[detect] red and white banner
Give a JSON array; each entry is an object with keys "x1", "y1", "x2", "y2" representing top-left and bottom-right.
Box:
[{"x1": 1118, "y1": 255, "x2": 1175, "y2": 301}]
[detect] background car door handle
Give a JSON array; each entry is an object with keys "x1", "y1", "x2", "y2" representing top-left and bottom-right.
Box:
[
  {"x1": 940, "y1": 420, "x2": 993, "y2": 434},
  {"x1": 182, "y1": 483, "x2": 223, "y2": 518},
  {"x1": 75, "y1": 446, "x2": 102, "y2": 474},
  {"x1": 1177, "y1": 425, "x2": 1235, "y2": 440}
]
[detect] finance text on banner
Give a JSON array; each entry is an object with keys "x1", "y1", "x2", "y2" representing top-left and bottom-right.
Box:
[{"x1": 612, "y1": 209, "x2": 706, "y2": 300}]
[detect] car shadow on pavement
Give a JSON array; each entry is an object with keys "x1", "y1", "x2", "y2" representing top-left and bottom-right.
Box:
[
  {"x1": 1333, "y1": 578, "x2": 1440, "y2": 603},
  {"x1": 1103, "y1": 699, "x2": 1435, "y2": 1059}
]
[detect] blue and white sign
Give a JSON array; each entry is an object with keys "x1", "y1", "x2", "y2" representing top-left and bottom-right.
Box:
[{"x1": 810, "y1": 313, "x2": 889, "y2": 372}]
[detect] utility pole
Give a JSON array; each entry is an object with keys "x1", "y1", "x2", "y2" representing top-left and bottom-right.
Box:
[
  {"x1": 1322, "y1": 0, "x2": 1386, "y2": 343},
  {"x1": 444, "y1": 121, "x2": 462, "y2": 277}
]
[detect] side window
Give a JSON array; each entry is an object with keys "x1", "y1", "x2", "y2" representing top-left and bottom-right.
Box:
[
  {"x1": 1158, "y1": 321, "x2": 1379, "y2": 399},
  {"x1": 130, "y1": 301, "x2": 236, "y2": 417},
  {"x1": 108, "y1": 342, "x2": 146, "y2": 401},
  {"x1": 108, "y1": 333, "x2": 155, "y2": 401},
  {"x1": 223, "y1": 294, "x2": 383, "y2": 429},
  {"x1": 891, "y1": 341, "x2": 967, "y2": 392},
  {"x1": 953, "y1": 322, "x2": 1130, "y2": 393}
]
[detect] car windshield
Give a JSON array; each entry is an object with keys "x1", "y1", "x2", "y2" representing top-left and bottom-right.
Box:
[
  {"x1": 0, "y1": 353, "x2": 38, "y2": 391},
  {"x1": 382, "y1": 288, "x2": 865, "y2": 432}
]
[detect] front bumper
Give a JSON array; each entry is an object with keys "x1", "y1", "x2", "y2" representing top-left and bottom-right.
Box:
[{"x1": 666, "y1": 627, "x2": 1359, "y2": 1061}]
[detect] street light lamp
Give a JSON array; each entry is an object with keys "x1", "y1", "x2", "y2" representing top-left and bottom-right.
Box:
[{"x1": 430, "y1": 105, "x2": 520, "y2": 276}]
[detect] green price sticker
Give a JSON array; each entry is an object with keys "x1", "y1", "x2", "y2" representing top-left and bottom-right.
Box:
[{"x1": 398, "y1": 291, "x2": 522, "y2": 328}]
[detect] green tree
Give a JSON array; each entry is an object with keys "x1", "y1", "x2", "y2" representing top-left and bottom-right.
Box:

▶ [WHAT IS NEEDED]:
Filter the data above by the word "banner" and copy every line that matches.

▶ [RESULT OF THIS TASK]:
[detect] red and white banner
[detect] finance text on banner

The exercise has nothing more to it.